A Look at the Ritsu School of Buddhism in Japan

Hi all,

Similar to my post about the Kegon School of Buddhism in Japan, I wanted to write a small post about the lesser-known but famous Ritsu School or “Precepts” school. There’s very little information about it in English, but I’ve learned some good information from Japanese books instead, and since this week is devoted to Buddhist subjects, I wanted to write this post.

The Ritsu School or risshū is one of the original Six Schools of Nara or nanto rokushō (南都六宗). These schools were largely “specialty schools” because they were all treated as the same Buddhism by the government but specializing in different aspects of that Buddhism. In the case of the Ritsu School, its specialty was the monastic code itself, and monastic ordination. In Mahayana Buddhism, the monastic code was contained in the Four-Part Vinaya or shibun ritsu (四分律) in Japanese, which came from China, and from India through the Dharmaguptaka Vinaya.

OBJECTIVE:
Write the next part of the post on the Ritsu School of Buddhism, picking up right after its final sentence. The rows that follow are drawn from a different source than the post on the Ritsu School.

SUPPLIED RECORDS:
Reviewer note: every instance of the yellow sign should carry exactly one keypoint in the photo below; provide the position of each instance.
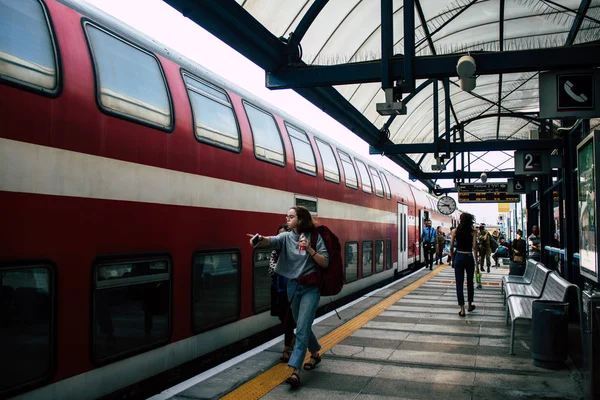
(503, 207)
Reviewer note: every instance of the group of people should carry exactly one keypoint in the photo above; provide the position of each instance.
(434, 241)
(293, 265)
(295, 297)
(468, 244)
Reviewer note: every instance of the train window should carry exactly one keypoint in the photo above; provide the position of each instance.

==

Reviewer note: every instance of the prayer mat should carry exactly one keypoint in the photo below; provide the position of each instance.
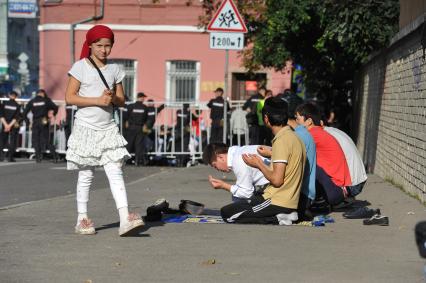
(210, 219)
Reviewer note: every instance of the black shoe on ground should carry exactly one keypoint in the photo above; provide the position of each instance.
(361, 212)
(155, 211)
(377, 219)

EXERCISE ANSWER:
History

Although Japan had imported Buddhism in the 7th century from the Korean kingdom of Baekje, Japan didn’t have a reliable system for ordaining monks at first. Japan wanted to follow a traditional Chinese-Confucian system where monks were organized into a bureaucratic system, the Office of Priestly Affairs or Sōgō (僧綱), but there were monks qualified to ordain other monks in Japan.

Some monks, Dōji (道慈) in the 8th century, went to China during the Sui and Tang Dynasties, and brought back training, but it wasn’t quite enough. Later, the Chinese monk Dōsen (Dao-xuan, 道璿, 702-760) came to Japan after being invited there. Dao-xuan was an expert in the Vinaya in China, but when he arrived there were enough qualified monks to support him. According to the traditional rules of the Dharmaguptaka lineage, 10 monks were required to ordain new monks, and at least one had to be a Vinaya master. Dao-xuan didn’t have enough people with. He gave lectures and taught the Vinaya, but he was unable to ordain monks in Japan. For this, he earned the title of Vinaya Master or risshi (律師).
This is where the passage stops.